TASK TO CARRY OUT: Repeat, exactly and completely, the entries shown underneath.

☆ ☆ ☆ ☆

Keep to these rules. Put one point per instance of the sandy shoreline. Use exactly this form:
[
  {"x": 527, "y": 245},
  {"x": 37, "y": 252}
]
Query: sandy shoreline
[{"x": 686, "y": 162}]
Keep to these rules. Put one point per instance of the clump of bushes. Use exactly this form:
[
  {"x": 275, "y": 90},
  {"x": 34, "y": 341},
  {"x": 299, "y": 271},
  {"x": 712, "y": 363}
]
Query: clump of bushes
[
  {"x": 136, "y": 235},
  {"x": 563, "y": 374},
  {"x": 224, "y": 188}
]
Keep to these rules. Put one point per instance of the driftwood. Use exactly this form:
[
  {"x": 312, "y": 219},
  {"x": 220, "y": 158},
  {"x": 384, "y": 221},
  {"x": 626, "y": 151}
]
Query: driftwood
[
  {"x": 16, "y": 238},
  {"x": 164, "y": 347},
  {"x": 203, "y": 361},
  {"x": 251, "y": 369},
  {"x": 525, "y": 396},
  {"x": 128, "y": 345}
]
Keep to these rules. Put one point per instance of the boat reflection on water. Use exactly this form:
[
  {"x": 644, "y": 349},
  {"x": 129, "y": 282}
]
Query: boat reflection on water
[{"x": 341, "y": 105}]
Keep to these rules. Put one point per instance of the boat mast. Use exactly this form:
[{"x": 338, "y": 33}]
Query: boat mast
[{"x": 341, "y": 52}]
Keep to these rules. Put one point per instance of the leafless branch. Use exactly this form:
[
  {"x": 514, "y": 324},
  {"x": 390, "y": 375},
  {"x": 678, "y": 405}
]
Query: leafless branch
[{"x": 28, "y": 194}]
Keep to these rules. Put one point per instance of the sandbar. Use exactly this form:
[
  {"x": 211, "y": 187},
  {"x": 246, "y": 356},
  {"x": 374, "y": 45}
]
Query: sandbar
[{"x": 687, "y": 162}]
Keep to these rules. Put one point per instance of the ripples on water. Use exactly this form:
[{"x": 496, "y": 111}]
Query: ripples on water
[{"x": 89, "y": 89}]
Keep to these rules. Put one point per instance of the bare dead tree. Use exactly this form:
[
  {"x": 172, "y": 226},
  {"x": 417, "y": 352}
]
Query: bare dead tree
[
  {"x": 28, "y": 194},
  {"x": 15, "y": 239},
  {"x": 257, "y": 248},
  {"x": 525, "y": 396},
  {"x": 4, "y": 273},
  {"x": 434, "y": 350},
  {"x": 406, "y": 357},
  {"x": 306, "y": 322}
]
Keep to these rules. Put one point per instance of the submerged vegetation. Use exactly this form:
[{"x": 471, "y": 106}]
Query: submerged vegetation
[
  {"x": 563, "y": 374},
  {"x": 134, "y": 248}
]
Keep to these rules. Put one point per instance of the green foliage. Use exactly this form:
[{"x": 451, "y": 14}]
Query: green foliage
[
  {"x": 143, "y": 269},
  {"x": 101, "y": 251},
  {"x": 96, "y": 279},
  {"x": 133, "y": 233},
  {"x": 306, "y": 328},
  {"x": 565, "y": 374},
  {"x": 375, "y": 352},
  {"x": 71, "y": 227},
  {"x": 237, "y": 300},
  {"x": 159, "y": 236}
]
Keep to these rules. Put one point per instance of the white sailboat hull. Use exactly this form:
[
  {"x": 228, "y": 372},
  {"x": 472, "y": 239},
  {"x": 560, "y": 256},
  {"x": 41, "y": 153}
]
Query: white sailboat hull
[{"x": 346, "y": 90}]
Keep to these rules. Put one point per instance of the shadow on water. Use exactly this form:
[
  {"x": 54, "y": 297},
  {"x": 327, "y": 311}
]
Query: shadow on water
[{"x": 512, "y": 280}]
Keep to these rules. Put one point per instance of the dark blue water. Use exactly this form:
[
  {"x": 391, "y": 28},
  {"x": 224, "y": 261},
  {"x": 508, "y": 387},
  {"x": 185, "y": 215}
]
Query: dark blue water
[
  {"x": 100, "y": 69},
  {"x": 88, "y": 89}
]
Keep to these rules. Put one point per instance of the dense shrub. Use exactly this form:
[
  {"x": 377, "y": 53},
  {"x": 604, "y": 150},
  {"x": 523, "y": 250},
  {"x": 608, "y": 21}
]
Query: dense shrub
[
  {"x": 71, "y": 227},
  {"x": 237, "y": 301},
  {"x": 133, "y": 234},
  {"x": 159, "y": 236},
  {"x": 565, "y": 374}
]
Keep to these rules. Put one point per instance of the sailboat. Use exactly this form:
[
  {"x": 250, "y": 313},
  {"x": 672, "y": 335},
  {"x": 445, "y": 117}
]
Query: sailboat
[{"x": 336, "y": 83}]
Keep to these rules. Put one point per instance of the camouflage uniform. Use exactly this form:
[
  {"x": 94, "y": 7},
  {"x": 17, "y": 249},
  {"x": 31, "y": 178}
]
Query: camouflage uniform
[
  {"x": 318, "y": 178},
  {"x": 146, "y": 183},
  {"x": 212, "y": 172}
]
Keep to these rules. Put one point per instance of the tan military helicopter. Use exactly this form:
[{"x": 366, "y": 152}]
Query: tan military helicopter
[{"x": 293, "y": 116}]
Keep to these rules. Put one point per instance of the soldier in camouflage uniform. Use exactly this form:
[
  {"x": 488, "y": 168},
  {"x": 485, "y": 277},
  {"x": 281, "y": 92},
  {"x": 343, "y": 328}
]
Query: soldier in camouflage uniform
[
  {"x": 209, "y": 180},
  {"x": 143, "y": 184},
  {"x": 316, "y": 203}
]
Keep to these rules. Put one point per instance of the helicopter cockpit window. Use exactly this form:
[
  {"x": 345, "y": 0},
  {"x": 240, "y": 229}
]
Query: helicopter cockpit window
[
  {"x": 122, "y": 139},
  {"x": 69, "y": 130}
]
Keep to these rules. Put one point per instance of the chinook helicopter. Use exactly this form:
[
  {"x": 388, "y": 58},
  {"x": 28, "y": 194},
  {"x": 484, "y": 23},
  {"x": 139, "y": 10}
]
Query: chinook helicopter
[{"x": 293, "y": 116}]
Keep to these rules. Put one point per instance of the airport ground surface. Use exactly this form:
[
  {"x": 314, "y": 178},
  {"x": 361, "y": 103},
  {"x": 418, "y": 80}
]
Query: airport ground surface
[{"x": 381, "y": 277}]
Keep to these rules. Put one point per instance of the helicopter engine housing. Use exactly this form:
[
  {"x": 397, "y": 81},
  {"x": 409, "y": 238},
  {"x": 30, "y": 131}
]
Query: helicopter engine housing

☆ ☆ ☆ ☆

YOUR RESPONSE:
Keep to these rules. Put one point per instance of the sandy shoreline. Use exactly this form:
[
  {"x": 527, "y": 245},
  {"x": 37, "y": 252}
]
Query: sandy shoreline
[{"x": 686, "y": 162}]
Keep to these rules. Put one point per instance of the clump of bushes. Use exactly this form:
[
  {"x": 275, "y": 90},
  {"x": 34, "y": 341},
  {"x": 299, "y": 271},
  {"x": 712, "y": 363}
]
Query: clump of bushes
[
  {"x": 136, "y": 235},
  {"x": 563, "y": 374},
  {"x": 224, "y": 188}
]
Keep to these rules. Put one point per instance of the driftwood. Use exactly this form:
[
  {"x": 312, "y": 219},
  {"x": 220, "y": 158},
  {"x": 384, "y": 221},
  {"x": 626, "y": 151}
]
Query: driftwood
[
  {"x": 16, "y": 238},
  {"x": 164, "y": 347},
  {"x": 203, "y": 361},
  {"x": 251, "y": 369},
  {"x": 525, "y": 396},
  {"x": 128, "y": 345}
]
Keep to these rules. Put one point per instance of the boat reflection on water. Use exactly this form:
[
  {"x": 644, "y": 349},
  {"x": 129, "y": 282}
]
Query: boat reflection on water
[{"x": 341, "y": 105}]
Keep to these rules. Put one point per instance of the boat mast. Use exactly this form:
[{"x": 338, "y": 33}]
Query: boat mast
[{"x": 341, "y": 52}]
Keep to these rules. Put one point per instance of the leafless branch. Use exactly this form:
[
  {"x": 514, "y": 324},
  {"x": 390, "y": 375},
  {"x": 678, "y": 405}
]
Query: leafless branch
[{"x": 28, "y": 194}]
Keep to these rules. Put one point per instance of the sandbar. Use exactly this form:
[
  {"x": 211, "y": 187},
  {"x": 246, "y": 356},
  {"x": 374, "y": 45}
]
Query: sandbar
[{"x": 687, "y": 162}]
Keep to these rules. Put one point per instance of the ripples on water. Use exactly this form:
[{"x": 496, "y": 111}]
Query: ripples on water
[{"x": 89, "y": 89}]
Keep to these rules. Put one point per instance of the bare dead tree. Use exactly this form:
[
  {"x": 172, "y": 226},
  {"x": 417, "y": 352}
]
Query: bare dead tree
[
  {"x": 28, "y": 194},
  {"x": 15, "y": 239},
  {"x": 257, "y": 248},
  {"x": 525, "y": 396},
  {"x": 4, "y": 273},
  {"x": 434, "y": 350},
  {"x": 406, "y": 357},
  {"x": 306, "y": 322}
]
Keep to these rules. Put one point per instance of the submerged vegetation. Use exactly this form:
[{"x": 471, "y": 106}]
Query: submerged vegetation
[
  {"x": 563, "y": 374},
  {"x": 134, "y": 248}
]
Keep to these rules. Put one point per instance of the green foliage. Use exactly this form:
[{"x": 451, "y": 14}]
Query: green foliage
[
  {"x": 143, "y": 269},
  {"x": 101, "y": 251},
  {"x": 96, "y": 279},
  {"x": 133, "y": 233},
  {"x": 306, "y": 328},
  {"x": 565, "y": 374},
  {"x": 375, "y": 352},
  {"x": 71, "y": 227},
  {"x": 237, "y": 300},
  {"x": 159, "y": 236}
]
Keep to these rules. Put one point per instance of the white sailboat hull. Use exactly this form:
[
  {"x": 228, "y": 372},
  {"x": 472, "y": 239},
  {"x": 560, "y": 256},
  {"x": 41, "y": 153}
]
Query: white sailboat hull
[{"x": 346, "y": 90}]
Keep to these rules. Put one point per instance of the shadow on water. Use exactly this form:
[
  {"x": 54, "y": 297},
  {"x": 327, "y": 311}
]
Query: shadow on water
[{"x": 512, "y": 280}]
Keep to these rules. Put one point per instance of the dark blue water. Use exactly this form:
[
  {"x": 391, "y": 28},
  {"x": 224, "y": 261},
  {"x": 508, "y": 387},
  {"x": 185, "y": 215}
]
Query: dark blue water
[
  {"x": 100, "y": 69},
  {"x": 88, "y": 89}
]
Keep to these rules. Put one point per instance of the dense shrub. Use exactly this form:
[
  {"x": 377, "y": 53},
  {"x": 604, "y": 150},
  {"x": 523, "y": 250},
  {"x": 608, "y": 21}
]
Query: dense shrub
[
  {"x": 71, "y": 227},
  {"x": 237, "y": 301},
  {"x": 133, "y": 234},
  {"x": 159, "y": 236},
  {"x": 565, "y": 374}
]
Keep to these rules. Put one point per instance of the sailboat. Use exactly this form:
[
  {"x": 250, "y": 313},
  {"x": 672, "y": 335},
  {"x": 445, "y": 117}
]
Query: sailboat
[{"x": 336, "y": 83}]
Keep to these rules. Put one point per instance of the camouflage uniform. Use exactly this form:
[
  {"x": 94, "y": 7},
  {"x": 17, "y": 249},
  {"x": 31, "y": 178}
]
Query: camouflage uniform
[
  {"x": 318, "y": 178},
  {"x": 146, "y": 183},
  {"x": 212, "y": 172}
]
Keep to these rules. Put one point per instance of the tan military helicopter. Use exactly this form:
[{"x": 366, "y": 152}]
Query: tan military helicopter
[{"x": 293, "y": 116}]
Keep to these rules. Put one point per instance of the soldier in camouflage uniform. Use exactly this form:
[
  {"x": 488, "y": 168},
  {"x": 485, "y": 277},
  {"x": 281, "y": 92},
  {"x": 343, "y": 328}
]
Query: soldier in camouflage uniform
[
  {"x": 209, "y": 180},
  {"x": 143, "y": 184},
  {"x": 316, "y": 203}
]
Keep to these rules. Put one point per instance of the helicopter cockpit window. Use exactly this form:
[
  {"x": 345, "y": 0},
  {"x": 240, "y": 229}
]
Query: helicopter cockpit window
[
  {"x": 122, "y": 139},
  {"x": 69, "y": 130}
]
Keep to these rules. Put one point per instance of the chinook helicopter. Use exactly this form:
[
  {"x": 388, "y": 58},
  {"x": 28, "y": 194},
  {"x": 484, "y": 23},
  {"x": 139, "y": 10}
]
Query: chinook helicopter
[{"x": 293, "y": 116}]
Keep to these rules. Put one point per instance of the airport ground surface. Use exactly this form:
[
  {"x": 314, "y": 178},
  {"x": 361, "y": 103},
  {"x": 418, "y": 80}
]
Query: airport ground surface
[{"x": 381, "y": 277}]
Keep to these rules. Put one point per instance of the helicopter engine housing. Use exactly this form:
[
  {"x": 397, "y": 81},
  {"x": 409, "y": 238},
  {"x": 30, "y": 131}
]
Query: helicopter engine housing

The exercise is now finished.